Stated exercise => Count the lines in the records below that contain the string "glass", treating uppercase and lowercase as different. Reply with the number alone.

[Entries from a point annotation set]
• • • • • • •
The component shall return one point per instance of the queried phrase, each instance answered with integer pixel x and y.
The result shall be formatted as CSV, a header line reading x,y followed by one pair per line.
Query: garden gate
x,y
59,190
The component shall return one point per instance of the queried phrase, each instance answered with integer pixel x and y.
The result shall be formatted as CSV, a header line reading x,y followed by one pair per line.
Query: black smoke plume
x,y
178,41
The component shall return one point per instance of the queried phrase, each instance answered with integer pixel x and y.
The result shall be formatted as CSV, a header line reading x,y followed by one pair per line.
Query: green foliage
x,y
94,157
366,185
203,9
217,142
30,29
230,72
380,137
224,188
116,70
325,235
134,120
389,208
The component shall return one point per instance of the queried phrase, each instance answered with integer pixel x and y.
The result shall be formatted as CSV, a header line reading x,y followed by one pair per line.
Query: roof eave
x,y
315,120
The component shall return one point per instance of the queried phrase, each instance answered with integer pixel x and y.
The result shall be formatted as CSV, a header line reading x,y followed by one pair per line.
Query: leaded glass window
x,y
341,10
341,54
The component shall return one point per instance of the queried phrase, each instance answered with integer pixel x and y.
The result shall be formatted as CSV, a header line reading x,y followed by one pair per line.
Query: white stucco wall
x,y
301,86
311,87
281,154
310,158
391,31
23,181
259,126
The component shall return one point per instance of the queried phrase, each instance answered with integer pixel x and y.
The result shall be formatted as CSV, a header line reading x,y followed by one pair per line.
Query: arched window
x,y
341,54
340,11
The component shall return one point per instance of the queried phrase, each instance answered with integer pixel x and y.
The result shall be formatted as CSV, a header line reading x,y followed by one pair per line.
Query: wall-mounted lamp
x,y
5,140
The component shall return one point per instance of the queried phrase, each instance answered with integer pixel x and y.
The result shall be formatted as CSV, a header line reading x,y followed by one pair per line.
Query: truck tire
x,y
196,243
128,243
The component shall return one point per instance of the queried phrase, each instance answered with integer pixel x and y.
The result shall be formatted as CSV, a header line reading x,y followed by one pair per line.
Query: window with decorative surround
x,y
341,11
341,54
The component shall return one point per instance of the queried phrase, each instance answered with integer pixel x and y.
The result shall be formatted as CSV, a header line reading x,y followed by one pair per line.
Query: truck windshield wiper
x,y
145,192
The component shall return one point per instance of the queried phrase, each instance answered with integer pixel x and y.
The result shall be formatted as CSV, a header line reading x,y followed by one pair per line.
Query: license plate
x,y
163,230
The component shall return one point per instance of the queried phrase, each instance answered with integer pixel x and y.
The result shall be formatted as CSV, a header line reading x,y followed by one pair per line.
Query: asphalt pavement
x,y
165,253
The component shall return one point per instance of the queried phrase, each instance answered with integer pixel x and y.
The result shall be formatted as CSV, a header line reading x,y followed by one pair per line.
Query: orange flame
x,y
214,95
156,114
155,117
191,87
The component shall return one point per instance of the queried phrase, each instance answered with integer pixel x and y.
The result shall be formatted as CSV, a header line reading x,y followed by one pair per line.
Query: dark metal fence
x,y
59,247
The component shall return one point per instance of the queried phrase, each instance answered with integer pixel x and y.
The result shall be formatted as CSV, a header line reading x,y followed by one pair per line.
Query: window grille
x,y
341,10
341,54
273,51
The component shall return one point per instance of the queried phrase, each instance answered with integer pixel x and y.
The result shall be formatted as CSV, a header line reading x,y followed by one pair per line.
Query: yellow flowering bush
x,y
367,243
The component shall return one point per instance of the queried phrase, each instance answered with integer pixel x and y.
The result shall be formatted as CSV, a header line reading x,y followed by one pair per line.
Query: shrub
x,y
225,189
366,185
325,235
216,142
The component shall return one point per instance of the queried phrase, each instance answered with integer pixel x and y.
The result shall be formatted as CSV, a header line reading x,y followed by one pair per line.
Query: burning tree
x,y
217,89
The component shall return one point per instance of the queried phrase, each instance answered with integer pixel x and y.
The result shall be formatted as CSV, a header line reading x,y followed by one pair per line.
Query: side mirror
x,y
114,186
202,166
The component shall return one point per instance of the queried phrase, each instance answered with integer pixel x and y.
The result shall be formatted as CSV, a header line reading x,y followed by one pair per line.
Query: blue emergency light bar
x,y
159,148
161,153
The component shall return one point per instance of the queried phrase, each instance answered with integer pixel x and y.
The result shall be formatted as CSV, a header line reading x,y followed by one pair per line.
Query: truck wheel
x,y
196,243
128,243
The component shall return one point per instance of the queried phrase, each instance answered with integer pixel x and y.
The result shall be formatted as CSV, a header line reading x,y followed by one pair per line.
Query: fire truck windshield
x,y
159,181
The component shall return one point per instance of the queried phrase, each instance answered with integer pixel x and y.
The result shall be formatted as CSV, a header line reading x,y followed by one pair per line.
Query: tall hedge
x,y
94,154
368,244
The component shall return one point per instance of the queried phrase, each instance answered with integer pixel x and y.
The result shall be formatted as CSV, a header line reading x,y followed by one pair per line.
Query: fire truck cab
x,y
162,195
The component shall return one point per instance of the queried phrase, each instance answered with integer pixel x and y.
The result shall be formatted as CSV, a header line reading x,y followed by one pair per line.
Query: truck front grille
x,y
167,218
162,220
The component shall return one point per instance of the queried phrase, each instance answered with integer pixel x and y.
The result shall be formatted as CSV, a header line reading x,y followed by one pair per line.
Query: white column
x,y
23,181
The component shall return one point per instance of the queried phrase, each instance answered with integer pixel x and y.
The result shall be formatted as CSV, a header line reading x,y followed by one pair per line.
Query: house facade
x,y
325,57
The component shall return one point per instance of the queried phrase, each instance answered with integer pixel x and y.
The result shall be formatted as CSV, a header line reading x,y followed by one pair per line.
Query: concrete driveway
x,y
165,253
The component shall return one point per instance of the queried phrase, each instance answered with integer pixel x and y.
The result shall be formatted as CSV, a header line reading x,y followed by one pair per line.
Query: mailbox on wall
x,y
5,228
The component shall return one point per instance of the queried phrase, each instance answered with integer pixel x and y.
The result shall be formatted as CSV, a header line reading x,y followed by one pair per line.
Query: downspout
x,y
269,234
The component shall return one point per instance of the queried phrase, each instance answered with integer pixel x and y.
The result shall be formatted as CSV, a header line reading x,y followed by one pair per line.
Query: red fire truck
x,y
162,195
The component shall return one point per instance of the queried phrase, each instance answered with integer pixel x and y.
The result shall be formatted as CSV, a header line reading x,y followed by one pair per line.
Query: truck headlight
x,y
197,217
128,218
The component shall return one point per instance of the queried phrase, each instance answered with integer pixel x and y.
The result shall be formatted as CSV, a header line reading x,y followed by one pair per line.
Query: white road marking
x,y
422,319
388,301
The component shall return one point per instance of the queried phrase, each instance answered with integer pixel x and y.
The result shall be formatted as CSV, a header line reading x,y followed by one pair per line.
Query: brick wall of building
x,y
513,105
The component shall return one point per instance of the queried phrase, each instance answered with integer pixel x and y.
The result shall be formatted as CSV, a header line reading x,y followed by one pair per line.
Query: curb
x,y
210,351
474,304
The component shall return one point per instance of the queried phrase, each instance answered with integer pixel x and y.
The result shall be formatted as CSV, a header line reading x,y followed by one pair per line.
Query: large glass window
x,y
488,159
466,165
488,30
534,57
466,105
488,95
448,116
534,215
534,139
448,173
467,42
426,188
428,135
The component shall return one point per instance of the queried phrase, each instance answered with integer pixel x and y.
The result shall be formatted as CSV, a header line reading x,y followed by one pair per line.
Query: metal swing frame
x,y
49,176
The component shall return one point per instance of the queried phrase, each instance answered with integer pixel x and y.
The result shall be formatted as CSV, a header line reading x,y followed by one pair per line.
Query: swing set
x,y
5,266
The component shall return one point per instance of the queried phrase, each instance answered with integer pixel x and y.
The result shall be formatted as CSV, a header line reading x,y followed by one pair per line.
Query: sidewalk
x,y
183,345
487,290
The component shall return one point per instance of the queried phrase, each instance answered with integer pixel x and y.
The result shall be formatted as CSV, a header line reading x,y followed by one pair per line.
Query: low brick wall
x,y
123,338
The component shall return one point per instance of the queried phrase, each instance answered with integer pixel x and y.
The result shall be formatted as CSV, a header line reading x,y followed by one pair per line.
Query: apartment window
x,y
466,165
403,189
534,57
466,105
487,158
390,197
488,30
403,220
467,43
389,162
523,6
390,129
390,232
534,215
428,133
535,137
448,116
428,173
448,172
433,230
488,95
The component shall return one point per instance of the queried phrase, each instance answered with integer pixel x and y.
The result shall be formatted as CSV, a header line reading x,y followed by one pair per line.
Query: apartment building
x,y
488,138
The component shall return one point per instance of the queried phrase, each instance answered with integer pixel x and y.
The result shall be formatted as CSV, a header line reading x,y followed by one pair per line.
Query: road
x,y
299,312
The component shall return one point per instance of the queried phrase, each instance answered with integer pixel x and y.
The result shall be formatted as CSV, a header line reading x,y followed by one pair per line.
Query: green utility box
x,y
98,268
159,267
• • • • • • •
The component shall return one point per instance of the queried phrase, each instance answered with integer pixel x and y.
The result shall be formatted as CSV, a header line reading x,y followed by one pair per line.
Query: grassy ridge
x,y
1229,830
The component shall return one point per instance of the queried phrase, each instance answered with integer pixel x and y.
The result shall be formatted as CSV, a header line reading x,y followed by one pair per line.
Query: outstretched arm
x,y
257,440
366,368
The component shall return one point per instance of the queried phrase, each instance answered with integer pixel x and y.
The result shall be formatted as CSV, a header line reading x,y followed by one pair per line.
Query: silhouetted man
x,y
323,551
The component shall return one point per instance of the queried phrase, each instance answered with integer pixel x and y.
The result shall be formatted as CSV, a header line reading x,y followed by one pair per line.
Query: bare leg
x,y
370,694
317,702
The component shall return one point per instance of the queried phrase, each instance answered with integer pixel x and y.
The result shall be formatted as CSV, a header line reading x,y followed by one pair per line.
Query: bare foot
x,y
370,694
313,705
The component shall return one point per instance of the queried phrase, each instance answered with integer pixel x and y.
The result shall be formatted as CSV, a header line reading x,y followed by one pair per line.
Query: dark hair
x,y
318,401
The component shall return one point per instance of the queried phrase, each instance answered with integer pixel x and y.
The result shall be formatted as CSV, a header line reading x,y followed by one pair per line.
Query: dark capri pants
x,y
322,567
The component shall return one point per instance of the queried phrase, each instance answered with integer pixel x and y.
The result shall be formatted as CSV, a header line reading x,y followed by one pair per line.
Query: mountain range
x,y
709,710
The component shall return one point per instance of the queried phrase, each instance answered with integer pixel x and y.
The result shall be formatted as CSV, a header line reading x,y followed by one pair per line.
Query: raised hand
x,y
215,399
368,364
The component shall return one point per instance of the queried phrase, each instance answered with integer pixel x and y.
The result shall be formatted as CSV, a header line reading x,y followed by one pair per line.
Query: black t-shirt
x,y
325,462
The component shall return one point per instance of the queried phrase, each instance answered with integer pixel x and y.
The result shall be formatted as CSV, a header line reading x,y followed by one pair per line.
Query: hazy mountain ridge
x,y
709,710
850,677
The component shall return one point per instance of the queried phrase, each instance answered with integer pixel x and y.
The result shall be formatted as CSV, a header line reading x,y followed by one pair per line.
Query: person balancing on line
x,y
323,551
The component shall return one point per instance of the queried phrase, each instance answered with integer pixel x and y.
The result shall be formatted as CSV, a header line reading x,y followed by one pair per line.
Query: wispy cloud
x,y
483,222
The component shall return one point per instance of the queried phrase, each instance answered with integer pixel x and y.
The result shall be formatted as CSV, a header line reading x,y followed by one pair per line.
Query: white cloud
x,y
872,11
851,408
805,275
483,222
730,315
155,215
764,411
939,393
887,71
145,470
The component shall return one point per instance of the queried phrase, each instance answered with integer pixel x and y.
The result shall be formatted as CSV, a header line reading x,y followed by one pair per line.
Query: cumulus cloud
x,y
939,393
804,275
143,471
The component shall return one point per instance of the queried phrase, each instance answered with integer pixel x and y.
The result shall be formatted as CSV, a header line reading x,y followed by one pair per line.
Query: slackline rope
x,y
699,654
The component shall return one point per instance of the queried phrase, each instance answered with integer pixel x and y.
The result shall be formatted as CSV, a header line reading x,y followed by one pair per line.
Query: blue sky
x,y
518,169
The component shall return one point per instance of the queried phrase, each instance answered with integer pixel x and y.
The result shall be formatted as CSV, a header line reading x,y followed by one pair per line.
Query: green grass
• • • • • • •
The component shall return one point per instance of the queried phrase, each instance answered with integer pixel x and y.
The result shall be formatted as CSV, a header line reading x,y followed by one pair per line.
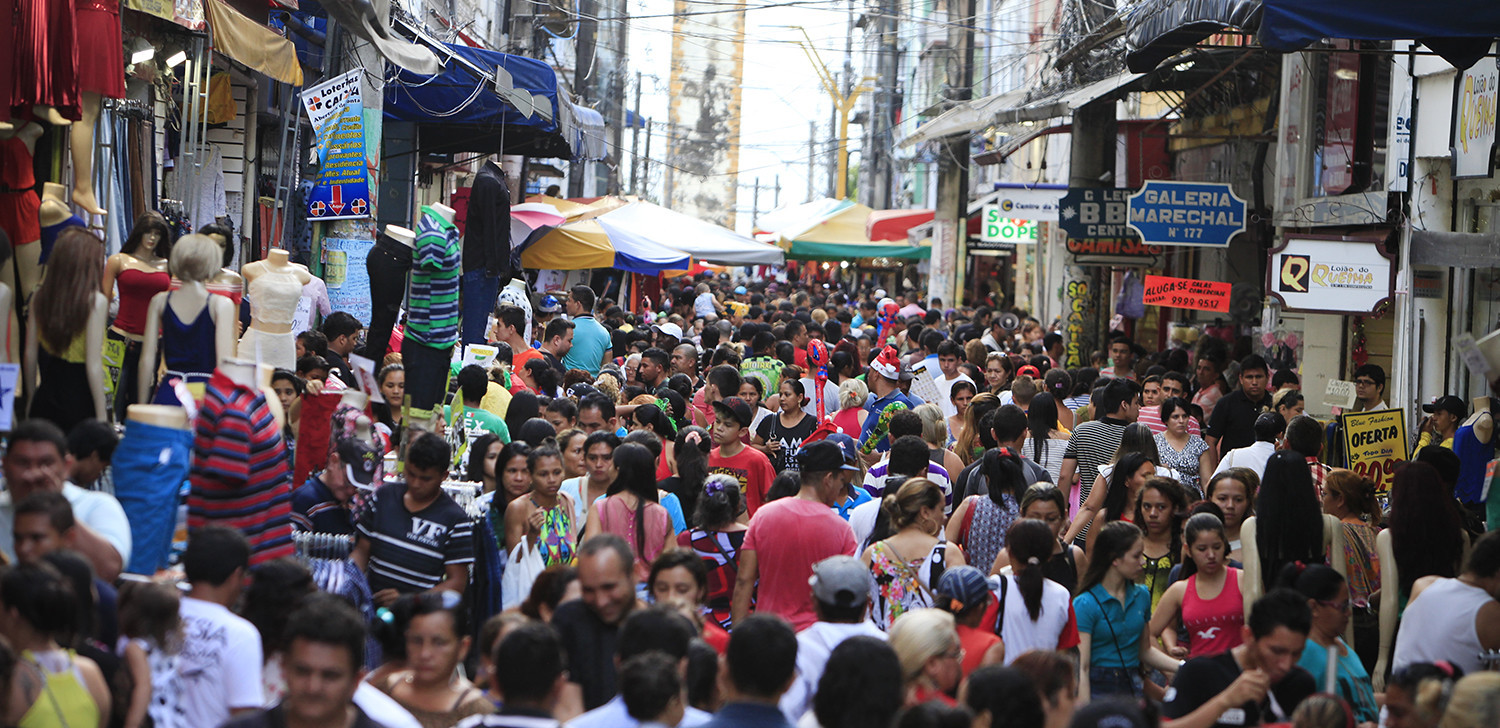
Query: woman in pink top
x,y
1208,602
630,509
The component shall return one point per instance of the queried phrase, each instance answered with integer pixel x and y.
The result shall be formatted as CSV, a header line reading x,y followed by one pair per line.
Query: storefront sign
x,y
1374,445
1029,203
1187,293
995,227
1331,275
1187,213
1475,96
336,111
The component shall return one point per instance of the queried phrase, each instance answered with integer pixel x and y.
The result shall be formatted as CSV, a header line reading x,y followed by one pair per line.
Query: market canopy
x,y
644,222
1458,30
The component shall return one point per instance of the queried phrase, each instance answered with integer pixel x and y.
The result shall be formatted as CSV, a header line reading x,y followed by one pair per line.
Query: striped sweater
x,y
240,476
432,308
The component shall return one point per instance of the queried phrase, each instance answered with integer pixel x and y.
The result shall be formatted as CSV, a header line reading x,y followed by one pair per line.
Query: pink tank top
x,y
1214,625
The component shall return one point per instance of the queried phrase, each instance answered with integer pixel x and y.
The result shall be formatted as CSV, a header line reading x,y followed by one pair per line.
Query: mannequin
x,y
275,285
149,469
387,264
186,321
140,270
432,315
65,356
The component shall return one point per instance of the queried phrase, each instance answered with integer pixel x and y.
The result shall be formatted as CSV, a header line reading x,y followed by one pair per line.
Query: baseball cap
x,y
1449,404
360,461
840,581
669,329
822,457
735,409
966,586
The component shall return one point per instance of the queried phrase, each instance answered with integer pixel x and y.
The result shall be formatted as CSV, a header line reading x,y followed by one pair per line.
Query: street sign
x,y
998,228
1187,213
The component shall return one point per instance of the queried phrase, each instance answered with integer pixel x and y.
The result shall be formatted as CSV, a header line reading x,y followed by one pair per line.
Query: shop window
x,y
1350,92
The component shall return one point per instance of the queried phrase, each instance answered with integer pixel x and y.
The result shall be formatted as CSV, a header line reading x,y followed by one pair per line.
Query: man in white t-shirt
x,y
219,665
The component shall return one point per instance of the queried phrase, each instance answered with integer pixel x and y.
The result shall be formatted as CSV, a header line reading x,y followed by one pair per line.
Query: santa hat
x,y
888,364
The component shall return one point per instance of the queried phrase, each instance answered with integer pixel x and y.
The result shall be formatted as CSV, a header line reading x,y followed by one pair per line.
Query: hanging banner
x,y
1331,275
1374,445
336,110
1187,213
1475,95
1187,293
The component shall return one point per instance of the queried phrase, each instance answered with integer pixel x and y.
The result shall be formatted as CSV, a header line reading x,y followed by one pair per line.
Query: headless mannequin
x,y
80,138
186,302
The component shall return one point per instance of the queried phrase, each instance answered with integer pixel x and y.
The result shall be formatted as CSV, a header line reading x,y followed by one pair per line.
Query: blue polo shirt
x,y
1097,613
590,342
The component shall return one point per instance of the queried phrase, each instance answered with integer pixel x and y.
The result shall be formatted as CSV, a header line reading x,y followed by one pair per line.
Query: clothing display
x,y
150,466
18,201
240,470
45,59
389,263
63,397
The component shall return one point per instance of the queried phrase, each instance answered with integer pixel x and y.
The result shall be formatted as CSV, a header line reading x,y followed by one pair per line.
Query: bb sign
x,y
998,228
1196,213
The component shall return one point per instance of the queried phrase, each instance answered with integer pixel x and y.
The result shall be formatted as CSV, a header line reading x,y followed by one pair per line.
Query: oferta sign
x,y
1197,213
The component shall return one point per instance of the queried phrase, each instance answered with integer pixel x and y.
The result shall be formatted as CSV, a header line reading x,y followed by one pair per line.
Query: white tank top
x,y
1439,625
• • • • • • •
Response below => 2